• Passage shown:
But the fact is that whole institutions aren't really evil or good - they are merely reflections of the people who are incharge of them at that moment. You can see that in any company that has gone through massive managerial changes - the company's culture & outlook has changed with them. Microsoft is the most prominent example of that.
So is Google evil or is it just that its policies as dictated by the current managerial top layer contradicts with your morality?
I guess any sufficiently large company will quickly start pushing the boundaries of ethics just by the virtue of being powerful enough to influence other people.
To avoid working at such companies you can always choose to work at the second fiddle tech shops - which provide just as much of an engineering competence (if that is what you care about primarily) without the power of influencing policies. Then you can be sufficiently happy.
Also it is hilarious to talk about putting food on the table at this day and age - yes compensation between companies can heavily vary but even a moderately competent software developer today makes more than they need just to make ends meet.
Then, senior year, I ended up flying out to California for an onsite interview. The all day event included meeting many people for interviews, tours, and discussions. Not a single one was doing open research, or Android development, or anything similar.
They were all directly, or at least moderately involved, with Building and targeting ads "better".
That shattered my world view. I had always viewed working for large companies as a positive thing, a protective and supportive environment that could afford to invest in employees and their future and work with them to improve lives.
Nope, every member of google was a cog to either squeeze more ad revenue out of the world, or burn money to push their ad infrastructure into other markets.
The amount of money Google makes is mind numbing, and it nearly all comes from selling space on infrastructure for programs and software whose core design is to convince you to spend money, no exception.
The amount of money spent all around me every day just to attempt to bend my will, to convince me to spend my hard earned dollars on this or that, utterly terrifies me.
You've got lucky. Android catches up with internal Windows dev nowadays. Last time I met with Google engineers, they told me Android team was always on fire because of target release dates, infinite bug backlog and other similar stuff.

• Prompt 1:
Summarize the discussion about Google in two sentences.
• Prompt 2:
Answer these questions using the discussion about Google.
(a) Which company is called the most prominent example of a company whose culture changed with its management?
(b) To which state did the writer fly for an onsite interview during senior year?
(c) What reasons did Google engineers give for the Android team always being on fire?
• Prompt 3:
Carry on the discussion about Google past its final sentence.

• Record set:
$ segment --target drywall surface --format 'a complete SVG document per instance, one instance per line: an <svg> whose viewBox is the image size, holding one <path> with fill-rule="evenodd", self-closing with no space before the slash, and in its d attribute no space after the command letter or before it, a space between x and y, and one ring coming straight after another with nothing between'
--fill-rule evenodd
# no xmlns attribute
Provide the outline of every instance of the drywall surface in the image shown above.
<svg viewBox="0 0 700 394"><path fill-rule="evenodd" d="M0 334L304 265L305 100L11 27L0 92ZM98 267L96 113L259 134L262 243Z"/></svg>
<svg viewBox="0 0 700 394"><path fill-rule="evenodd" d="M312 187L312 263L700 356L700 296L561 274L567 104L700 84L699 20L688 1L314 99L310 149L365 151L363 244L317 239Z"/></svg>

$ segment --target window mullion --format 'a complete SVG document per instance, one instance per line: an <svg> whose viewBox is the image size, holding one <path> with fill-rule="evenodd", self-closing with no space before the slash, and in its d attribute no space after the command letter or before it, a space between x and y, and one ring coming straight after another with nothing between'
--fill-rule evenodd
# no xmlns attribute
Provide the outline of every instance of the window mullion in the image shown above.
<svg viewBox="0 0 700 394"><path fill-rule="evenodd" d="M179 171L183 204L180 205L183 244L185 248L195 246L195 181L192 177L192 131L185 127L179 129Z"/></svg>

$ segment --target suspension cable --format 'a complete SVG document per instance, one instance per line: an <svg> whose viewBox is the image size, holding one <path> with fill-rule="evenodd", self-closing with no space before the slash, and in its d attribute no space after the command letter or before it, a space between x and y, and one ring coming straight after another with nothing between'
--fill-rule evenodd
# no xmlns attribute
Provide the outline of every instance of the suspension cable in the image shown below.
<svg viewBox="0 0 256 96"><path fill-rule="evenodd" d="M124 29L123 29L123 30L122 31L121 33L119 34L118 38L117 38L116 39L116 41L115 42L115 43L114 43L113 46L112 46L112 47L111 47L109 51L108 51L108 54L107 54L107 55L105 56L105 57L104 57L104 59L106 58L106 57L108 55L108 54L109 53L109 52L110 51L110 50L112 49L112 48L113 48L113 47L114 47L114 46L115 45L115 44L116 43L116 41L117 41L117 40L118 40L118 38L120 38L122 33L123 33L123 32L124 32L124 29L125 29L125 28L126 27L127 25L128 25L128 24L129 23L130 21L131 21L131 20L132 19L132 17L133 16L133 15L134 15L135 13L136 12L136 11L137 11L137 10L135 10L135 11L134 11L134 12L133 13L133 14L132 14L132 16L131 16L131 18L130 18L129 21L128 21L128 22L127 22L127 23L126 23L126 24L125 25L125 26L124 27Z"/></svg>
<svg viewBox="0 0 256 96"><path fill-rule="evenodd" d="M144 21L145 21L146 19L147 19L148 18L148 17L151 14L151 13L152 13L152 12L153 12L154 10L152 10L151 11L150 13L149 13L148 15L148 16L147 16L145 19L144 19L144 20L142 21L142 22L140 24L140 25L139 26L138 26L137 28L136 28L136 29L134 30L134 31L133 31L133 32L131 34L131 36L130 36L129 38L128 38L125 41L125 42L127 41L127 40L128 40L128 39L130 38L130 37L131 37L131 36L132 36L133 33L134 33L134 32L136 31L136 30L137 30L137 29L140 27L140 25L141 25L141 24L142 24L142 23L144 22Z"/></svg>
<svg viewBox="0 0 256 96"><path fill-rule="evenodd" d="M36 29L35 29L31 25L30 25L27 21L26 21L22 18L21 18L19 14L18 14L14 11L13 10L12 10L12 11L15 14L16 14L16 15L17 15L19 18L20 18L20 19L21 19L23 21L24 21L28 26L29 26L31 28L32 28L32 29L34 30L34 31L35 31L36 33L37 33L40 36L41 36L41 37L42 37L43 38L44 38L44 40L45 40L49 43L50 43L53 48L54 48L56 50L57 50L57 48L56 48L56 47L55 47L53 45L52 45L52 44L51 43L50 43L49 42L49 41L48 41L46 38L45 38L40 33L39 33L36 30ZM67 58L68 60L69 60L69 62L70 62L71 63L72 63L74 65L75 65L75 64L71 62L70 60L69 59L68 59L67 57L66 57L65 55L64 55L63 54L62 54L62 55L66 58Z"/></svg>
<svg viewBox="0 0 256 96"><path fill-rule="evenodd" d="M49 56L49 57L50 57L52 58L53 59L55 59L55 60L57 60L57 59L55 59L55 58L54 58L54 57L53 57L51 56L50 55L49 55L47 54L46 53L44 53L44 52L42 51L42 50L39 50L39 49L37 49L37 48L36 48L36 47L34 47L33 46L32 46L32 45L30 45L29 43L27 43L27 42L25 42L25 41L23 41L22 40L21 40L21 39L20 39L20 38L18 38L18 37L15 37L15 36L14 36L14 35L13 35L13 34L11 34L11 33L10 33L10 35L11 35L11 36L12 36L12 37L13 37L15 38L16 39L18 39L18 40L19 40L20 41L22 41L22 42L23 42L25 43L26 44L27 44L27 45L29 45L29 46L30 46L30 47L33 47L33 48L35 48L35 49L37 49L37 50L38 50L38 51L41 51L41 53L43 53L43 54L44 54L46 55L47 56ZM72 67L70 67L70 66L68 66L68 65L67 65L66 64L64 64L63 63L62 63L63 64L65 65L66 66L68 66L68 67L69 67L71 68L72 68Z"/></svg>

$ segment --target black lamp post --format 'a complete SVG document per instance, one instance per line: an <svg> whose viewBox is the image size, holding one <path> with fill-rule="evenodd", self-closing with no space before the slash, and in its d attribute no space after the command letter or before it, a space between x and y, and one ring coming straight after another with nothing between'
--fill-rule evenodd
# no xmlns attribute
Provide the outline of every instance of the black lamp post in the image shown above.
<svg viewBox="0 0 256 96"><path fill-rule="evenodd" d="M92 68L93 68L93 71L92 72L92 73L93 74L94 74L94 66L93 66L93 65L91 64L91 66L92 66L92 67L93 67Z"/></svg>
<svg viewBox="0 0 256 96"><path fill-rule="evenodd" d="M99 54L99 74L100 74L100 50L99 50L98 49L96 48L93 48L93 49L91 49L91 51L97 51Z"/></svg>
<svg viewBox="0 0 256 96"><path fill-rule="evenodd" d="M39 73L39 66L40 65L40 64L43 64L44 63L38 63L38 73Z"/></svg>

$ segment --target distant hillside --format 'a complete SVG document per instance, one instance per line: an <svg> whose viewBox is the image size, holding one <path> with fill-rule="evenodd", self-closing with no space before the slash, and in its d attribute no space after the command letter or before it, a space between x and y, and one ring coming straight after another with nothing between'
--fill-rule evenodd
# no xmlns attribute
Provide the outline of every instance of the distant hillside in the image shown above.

• Output 1:
One view holds that institutions are neither evil nor good but reflect whoever is in charge of them, that any sufficiently large company will push the boundaries of ethics, and that those who want to avoid such companies can work at smaller tech shops that offer comparable engineering competence. Another account describes an onsite interview in California at which every person met was involved with building and targeting ads, which shattered the writer's view of large companies as supportive environments, since nearly all of Google's revenue comes from selling space for software designed to convince people to spend money.

• Output 2:
(a) Microsoft.
(b) California.
(c) Target release dates, an infinite bug backlog, and other similar stuff.

• Output 3:
and
> at no point did I think Microsoft was doing something evil
It honestly seems like the author is lacking empathy and looking for a way to justify going back to Microsoft.
I sympathize with his point that Google seems to be doing many things that aren't "good" but outright calling the entire company "evil" is not productive.
And I also turned down an offer from them, in part from the increased focus on share value, but I don't consider them outright evil. Companies are complex and should never just be reduced to "evil".
If Google decided to pull all Amazon's apps that competed with its own in the Play Store people would have been running around with their pitch fork at 1600 Amphitheatre Parkway.
People sometimes also dont care to work for a company because of the company's altruistic nature but for "selfish" reasons like, the prestige, paycheck and perks. There are non profits for those who care solely for this kind of thing.
I am not condoning or criticizing people for working wherever they please but not everyone wants the same thing.
> This is the kind of stuff Microsoft did in the 90s that made everyone hate it so much they still have to fight against the repercussions of decisions made two decades ago...
The grumblings that, only a year ago, were reserved for the hardliners have now started to gain steam amongst the general in-the-know developer population.
Soon, technologists will start thinking of alternates to Google when choosing what products and APIs to use. Eventually whole companies will sprout up just to provide competitive products that only serve the need of not being in the Google ecosystem.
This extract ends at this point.